● **What needs to be done**: Give back all the entries below. Omit none of them.

[Records shown — start]

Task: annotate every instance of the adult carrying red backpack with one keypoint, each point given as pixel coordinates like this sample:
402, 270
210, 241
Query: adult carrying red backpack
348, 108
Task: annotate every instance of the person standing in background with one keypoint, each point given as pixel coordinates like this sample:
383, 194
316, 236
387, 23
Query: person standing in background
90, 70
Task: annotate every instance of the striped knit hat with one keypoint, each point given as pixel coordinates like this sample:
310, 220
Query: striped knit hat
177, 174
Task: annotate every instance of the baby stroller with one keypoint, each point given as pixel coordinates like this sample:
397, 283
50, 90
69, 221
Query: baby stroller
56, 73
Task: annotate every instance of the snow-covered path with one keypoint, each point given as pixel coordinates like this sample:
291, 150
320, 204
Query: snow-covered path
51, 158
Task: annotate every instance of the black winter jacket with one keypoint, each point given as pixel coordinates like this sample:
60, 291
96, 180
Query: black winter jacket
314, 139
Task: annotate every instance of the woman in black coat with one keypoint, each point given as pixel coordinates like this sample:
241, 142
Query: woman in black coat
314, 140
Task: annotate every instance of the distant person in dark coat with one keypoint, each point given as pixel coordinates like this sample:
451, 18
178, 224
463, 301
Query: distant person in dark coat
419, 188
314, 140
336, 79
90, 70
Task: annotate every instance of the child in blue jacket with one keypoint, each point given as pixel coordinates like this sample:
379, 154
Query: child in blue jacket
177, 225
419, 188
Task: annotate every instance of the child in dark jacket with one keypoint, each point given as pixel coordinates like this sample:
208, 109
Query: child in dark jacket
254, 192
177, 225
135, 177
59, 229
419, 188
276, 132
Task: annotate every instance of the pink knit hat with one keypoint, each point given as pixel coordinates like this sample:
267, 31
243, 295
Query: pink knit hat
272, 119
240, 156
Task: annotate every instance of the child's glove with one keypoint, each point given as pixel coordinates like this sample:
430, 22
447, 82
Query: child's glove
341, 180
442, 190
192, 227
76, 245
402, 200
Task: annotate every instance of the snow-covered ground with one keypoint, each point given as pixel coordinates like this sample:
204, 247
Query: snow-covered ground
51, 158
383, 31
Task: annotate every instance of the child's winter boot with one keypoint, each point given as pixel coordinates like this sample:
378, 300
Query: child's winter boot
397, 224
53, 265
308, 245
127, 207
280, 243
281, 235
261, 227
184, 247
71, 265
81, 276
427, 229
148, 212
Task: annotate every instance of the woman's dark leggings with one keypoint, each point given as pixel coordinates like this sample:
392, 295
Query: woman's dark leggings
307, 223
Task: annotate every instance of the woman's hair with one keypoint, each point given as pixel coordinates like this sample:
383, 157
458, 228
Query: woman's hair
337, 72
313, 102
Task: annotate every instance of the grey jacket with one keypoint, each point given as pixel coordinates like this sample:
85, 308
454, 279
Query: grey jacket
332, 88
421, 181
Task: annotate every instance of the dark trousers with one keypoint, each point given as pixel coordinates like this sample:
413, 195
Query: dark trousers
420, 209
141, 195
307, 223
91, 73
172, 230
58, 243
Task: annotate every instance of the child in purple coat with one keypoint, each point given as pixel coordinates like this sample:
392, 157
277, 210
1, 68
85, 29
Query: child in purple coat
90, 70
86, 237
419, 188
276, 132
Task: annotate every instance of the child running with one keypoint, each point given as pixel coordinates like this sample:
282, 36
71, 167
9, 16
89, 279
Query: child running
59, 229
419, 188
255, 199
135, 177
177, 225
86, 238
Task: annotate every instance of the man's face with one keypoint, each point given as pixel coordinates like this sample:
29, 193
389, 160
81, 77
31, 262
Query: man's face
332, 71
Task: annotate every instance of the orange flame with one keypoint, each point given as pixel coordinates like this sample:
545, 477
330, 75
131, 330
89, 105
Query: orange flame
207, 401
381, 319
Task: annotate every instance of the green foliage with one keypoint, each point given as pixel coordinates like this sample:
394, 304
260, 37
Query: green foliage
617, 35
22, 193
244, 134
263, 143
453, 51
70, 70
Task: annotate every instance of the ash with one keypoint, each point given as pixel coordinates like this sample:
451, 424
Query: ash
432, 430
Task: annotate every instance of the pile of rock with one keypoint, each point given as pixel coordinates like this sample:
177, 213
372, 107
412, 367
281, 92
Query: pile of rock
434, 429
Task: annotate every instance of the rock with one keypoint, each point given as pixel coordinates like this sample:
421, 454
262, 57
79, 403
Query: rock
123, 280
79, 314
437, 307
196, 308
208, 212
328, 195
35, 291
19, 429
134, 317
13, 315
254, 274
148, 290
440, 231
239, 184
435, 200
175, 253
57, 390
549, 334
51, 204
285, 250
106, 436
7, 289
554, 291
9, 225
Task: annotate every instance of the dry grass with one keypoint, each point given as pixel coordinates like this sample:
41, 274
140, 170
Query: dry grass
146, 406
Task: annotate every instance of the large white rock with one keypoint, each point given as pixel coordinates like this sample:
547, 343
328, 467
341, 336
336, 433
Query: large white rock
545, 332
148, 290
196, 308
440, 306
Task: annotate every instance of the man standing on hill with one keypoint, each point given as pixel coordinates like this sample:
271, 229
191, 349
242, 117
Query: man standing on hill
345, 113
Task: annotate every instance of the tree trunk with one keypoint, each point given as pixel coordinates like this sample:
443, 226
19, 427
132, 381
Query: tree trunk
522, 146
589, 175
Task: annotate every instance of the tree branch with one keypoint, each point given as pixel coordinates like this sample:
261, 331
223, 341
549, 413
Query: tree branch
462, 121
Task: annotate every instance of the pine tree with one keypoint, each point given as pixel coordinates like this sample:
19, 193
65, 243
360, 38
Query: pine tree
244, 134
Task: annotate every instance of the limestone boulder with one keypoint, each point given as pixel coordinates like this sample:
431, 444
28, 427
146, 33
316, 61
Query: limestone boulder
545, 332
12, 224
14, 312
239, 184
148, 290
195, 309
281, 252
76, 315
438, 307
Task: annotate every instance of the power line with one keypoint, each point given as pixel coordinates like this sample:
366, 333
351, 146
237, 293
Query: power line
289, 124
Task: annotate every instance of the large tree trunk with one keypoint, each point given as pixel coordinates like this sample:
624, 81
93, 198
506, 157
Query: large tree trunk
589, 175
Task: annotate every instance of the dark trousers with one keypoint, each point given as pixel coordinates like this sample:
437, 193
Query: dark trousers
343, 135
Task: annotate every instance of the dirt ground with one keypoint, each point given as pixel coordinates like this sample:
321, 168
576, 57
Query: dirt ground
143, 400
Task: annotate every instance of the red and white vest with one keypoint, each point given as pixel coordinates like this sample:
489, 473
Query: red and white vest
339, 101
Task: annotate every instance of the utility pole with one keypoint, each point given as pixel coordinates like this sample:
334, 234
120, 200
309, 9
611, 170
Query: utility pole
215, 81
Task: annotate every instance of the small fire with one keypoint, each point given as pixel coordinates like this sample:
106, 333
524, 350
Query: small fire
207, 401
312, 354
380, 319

[Records shown — finish]

● **Task response**:
Task: annotate every instance of the adult carrying red backpack with one keypoint, each point given as pixel coordinates like this sample:
402, 270
210, 241
Query: adult carrying red backpack
348, 108
Task: annotate every instance of the person standing in background with one keypoint, each point given as pixel coordinates like this sample:
383, 194
316, 236
387, 23
Query: person standing in background
90, 70
Task: annotate every instance of the striped knit hat with one keypoint, each point given as pixel coordinates like this sample:
310, 220
Query: striped knit hat
177, 174
Task: annotate every instance of the baby stroller with one keypoint, each point given as pixel coordinates like this sample:
397, 283
50, 90
69, 221
Query: baby stroller
56, 73
Task: annotate every instance of the snow-covered path with one keypoint, each point given as pixel coordinates like this sample:
291, 150
320, 204
Query: snow-covered path
51, 158
Task: annotate every instance of the black winter jacket with one keypoint, each point given as pixel coordinates like this sample:
60, 291
96, 180
Query: black winter jacket
314, 139
Task: annotate every instance of the woman in black coat with one keypoint, each point given as pixel coordinates like this sample:
241, 142
Query: woman in black coat
314, 140
Task: annotate every instance of the distant person in dark coat with one keypoint, each point given as pixel coordinates like this sample:
451, 18
178, 224
463, 301
Query: distant person in dark coat
419, 188
314, 140
336, 79
90, 70
Task: annotate every instance of the child in blue jacket with one keypoint, each point given as pixel coordinates like this sample:
379, 154
Query: child in blue jacket
177, 225
419, 188
Task: annotate every instance of the child in dark jacket with one keypoint, each point given as pixel coordinates like this sample:
208, 109
Query: child in dark jacket
254, 192
177, 225
135, 177
59, 229
419, 188
276, 132
Task: annotate every instance of the pink knit hat with one keypoint, each point given as pixel coordinates like this sample:
267, 31
243, 295
Query: pink knit hat
272, 119
240, 156
Task: annotate every instance of the child's glove with one keypoint, each point given as pixel coordinates like this sample:
430, 22
447, 82
Query: child's glove
341, 180
442, 190
192, 227
76, 245
402, 200
Task: annotate every instance of the snow-covered ground with one keypoint, each point given as pixel coordinates like this sample:
204, 247
Query: snow-covered ground
51, 158
383, 31
Task: annotate every instance of the child's winter boot with one keypoint, each point given as pixel coordinates like this sample:
378, 300
Query: child's winter boot
397, 224
53, 265
308, 245
127, 207
280, 243
281, 235
261, 227
184, 247
71, 265
81, 276
427, 229
148, 212
Task: annotate every instance of the woman's dark leggings with one keypoint, each point given as pixel coordinates like this sample:
392, 295
Query: woman's dark leggings
307, 223
Task: annotate every instance of the woman's hair with one keypoint, each point given as pixel coordinates like this sample:
383, 157
458, 228
Query: woman's hair
337, 72
313, 102
Task: annotate every instance of the grey jacket with one keypoint, each point given as pixel coordinates like this sample:
85, 308
454, 279
Query: grey jacket
332, 88
421, 181
Task: annotate every instance of the dark trousers with one keypoint, each point given as pixel coordinates like this sample:
413, 195
Query: dark trousers
420, 209
141, 195
307, 223
91, 73
172, 230
58, 243
Task: annotate every instance of the child in purple coat with one keypoint, each point given as pixel coordinates like this sample:
392, 157
277, 210
1, 68
85, 29
Query: child in purple coat
90, 70
86, 237
419, 188
276, 132
Task: annotate every instance of the child running with one keypoint, each point given as pixel coordinates like this sample:
282, 36
71, 167
9, 16
89, 279
Query: child running
59, 229
419, 188
255, 199
135, 177
177, 225
86, 238
Task: annotate every instance of the man's face with one keypoint, each point given as pixel coordinates like this sample:
29, 193
389, 160
81, 77
31, 262
Query: man's face
332, 71
Task: annotate every instance of the orange flame with one keypoint, each point given as pixel coordinates like this sample:
545, 477
330, 75
131, 330
89, 105
Query: orange flame
207, 401
381, 319
Task: annotate every instance of the green foliage with one keypoint, each point given as pixel coordinates like this sample:
394, 304
260, 37
Query: green foliage
617, 35
22, 193
244, 134
263, 143
453, 51
70, 70
Task: annotate every instance of the ash with one keypoint, each point given as pixel coordinates like this sample:
451, 424
Query: ash
432, 430
Task: annotate every instance of the pile of rock with one keypoint, each point given as pixel coordinates like this sample:
177, 213
372, 107
412, 367
281, 92
Query: pile of rock
434, 429
Task: annotate every instance of the rock with one keypoint, each point given as pixel coordinates like this sample:
421, 454
262, 57
79, 403
Query: rock
123, 280
79, 314
437, 307
196, 308
208, 212
328, 195
35, 291
19, 429
134, 317
13, 315
254, 274
148, 290
440, 231
239, 184
435, 200
175, 253
57, 390
549, 334
51, 204
285, 250
106, 436
7, 289
554, 291
9, 225
Task: annotate every instance of the dry grass with one keypoint, each point given as pixel coordinates like this sample:
41, 274
140, 170
Query: dry grass
146, 406
Task: annotate every instance of the large white rock with one keypoint, each point given as pixel coordinates like this sample:
547, 343
328, 467
341, 336
336, 433
Query: large white rock
545, 332
148, 290
196, 308
440, 306
Task: annotate every instance of the man standing on hill with one keypoint, each point given as pixel coordinates like this sample:
271, 229
191, 349
242, 117
Query: man standing on hill
345, 113
Task: annotate every instance of the tree trunk with one keypoint, each point given as pixel coordinates like this sample:
443, 226
19, 427
132, 381
Query: tree trunk
522, 146
589, 175
Task: annotate every instance of the tree branch with one keypoint, each point given as pixel coordinates like this sample:
261, 331
223, 341
549, 413
Query: tree branch
462, 121
Task: annotate every instance of the pine tree with one keypoint, each point given as pixel coordinates like this sample:
19, 193
65, 243
360, 38
Query: pine tree
244, 134
Task: annotate every instance of the limestone boulder with one keypoint, each point given as pixel coordinates like this sample:
431, 444
28, 427
146, 33
316, 61
Query: limestone boulder
545, 332
12, 224
14, 312
239, 184
148, 290
195, 309
281, 252
76, 315
438, 307
Task: annotate every instance of the power line with one keypoint, each point given as pixel coordinates like this sample:
366, 333
351, 146
237, 293
Query: power line
289, 124
Task: annotate every instance of the large tree trunk with one keypoint, each point given as pixel coordinates like this sample:
624, 81
93, 198
506, 157
Query: large tree trunk
589, 175
Task: annotate every instance of the dark trousers with one keypoint, each point given as pixel coordinates like this sample:
437, 193
Query: dark trousers
343, 135
Task: annotate every instance of the dirt ground with one keypoint, each point given as pixel coordinates like this sample:
321, 168
576, 57
Query: dirt ground
143, 400
Task: annotate every instance of the red and white vest with one keypoint, each point given as pixel coordinates like this sample:
489, 473
Query: red and white vest
339, 101
Task: annotate every instance of the utility pole with one keypoint, each point given as pixel coordinates like this sample:
334, 234
120, 200
309, 9
611, 170
Query: utility pole
215, 81
Task: annotate every instance of the small fire with one keypoint, each point given as pixel coordinates like this sample:
106, 333
524, 350
Query: small fire
207, 401
312, 354
380, 319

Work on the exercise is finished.